I’m posting my code for a LeetCode problem. If you’d like to review, please do so. Thank you for your time!

Problem

A game on an undirected graph is played by two players, Mouse and Cat,
who alternate turns.

The graph is given as follows: graph(a) is a list of all nodes b such
that ab is an edge of the graph.

Mouse starts at node 1 and goes first, Cat starts at node 2 and goes
second, and there is a Hole at node 0.

During each player’s turn, they must travel along one edge of the
graph that meets where they are. For example, if the Mouse is at node
1, it must travel to any node in graph(1).

Additionally, it is not allowed for the Cat to travel to the Hole
(node 0.)

Then, the game can end in 3 ways:

  • If ever the Cat occupies the same node as the Mouse, the Cat wins.
  • If ever the Mouse reaches the Hole, the Mouse wins.
  • If ever a position is repeated (ie. the players are in the same position as a previous turn, and it is the same player’s turn to
    move), the game is a draw.

Given a graph, and assuming both players play optimally, return 1 if
the game is won by Mouse, 2 if the game is won by Cat, and 0 if the
game is a draw.

Inputs

((2,5),(3),(0,4,5),(1,4,5),(2,3),(0,2,3))
((1,3),(0),(3),(0,2))
((2,3),(3,4),(0,4),(0,1),(1,2))
((2,5),(3),(0,4,5),(1,4,5),(2,3),(0,2,3),(2,3),(3,4),(0,4),(0,1),(1,2))
((2,5),(3),(0,4,5),(1,4,5),(2,3),(0,2,3),(2,3),(3,4),(0,4),(0,1),(1,2),(6,4,3),(6,4,2),(1,4,3),(2,4,3))

Outputs

0
1
1
2
2

Code

#include <vector>
#include <queue>

class Solution {

    static constexpr int mouse_turn = 0;
    static constexpr int cat_turn = 1;
    static constexpr int draw = 0;
    static constexpr int mouse_wins = 1;
    static constexpr int cat_wins = 2;

public:
    static const int catMouseGame(const std::vector<std::vector<int>> &graph) {
        const int size = graph.size();
        std::vector<std::vector<std::vector<int>>> states(
            size,
            std::vector<std::vector<int>>(size, std::vector<int>(2, draw))
        );

        std::vector<std::vector<std::vector<int>>> indegree_paths(
            size,
            std::vector<std::vector<int>>(size, std::vector<int>(2))

_RECORDED INFORMATION_
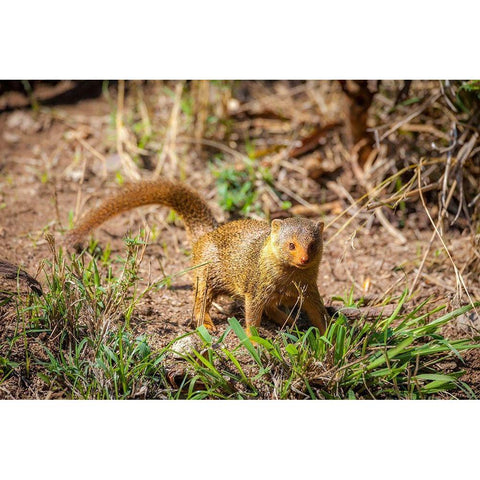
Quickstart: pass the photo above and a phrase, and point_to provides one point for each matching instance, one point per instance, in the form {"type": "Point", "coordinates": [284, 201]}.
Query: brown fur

_REQUIRED WORK_
A – In the cat-and-mouse game post, which node is the Cat never allowed to travel to?
B – Output the part of the cat-and-mouse game post that begins at the words "The graph is" and stops after "node in graph(1).".

_ANSWER LIST_
A – The Cat may not travel to the Hole at node 0.

B –
The graph is given as follows: graph(a) is a list of all nodes b such
that ab is an edge of the graph.

Mouse starts at node 1 and goes first, Cat starts at node 2 and goes
second, and there is a Hole at node 0.

During each player’s turn, they must travel along one edge of the
graph that meets where they are. For example, if the Mouse is at node
1, it must travel to any node in graph(1).